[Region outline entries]

--- Begin ---

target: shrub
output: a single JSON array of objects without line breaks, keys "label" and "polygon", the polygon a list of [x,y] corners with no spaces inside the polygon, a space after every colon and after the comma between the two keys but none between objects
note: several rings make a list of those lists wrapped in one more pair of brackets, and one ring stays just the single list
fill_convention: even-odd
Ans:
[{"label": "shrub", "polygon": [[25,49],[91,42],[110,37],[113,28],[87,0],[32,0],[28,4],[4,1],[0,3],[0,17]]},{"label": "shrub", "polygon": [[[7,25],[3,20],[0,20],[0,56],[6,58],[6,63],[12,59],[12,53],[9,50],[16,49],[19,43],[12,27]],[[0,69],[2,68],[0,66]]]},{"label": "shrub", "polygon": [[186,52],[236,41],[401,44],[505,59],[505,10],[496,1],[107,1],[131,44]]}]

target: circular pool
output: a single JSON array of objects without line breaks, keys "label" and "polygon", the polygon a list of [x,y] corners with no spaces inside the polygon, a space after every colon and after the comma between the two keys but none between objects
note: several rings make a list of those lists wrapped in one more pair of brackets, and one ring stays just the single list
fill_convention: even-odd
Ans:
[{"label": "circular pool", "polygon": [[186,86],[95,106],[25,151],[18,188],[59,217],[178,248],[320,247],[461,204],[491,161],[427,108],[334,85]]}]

--- End ---
--- Begin ---

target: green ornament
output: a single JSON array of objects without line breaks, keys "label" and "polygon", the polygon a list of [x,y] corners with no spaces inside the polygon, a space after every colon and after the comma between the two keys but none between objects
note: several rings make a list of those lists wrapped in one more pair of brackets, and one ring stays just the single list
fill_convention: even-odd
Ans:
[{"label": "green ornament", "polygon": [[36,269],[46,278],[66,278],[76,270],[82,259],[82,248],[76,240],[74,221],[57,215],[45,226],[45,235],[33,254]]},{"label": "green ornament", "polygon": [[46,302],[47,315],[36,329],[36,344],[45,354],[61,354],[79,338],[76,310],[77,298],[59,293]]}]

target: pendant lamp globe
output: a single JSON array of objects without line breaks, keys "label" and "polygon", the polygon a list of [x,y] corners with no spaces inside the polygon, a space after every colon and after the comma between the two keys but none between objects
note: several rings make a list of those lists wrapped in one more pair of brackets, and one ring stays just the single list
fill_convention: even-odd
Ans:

--- End ---

YOUR INSTRUCTIONS
Pull out each line of the records that contains the string "target", and copy every such line in full.

OUTPUT OF THE TASK
target: shrub
target: circular pool
target: green ornament
target: pendant lamp globe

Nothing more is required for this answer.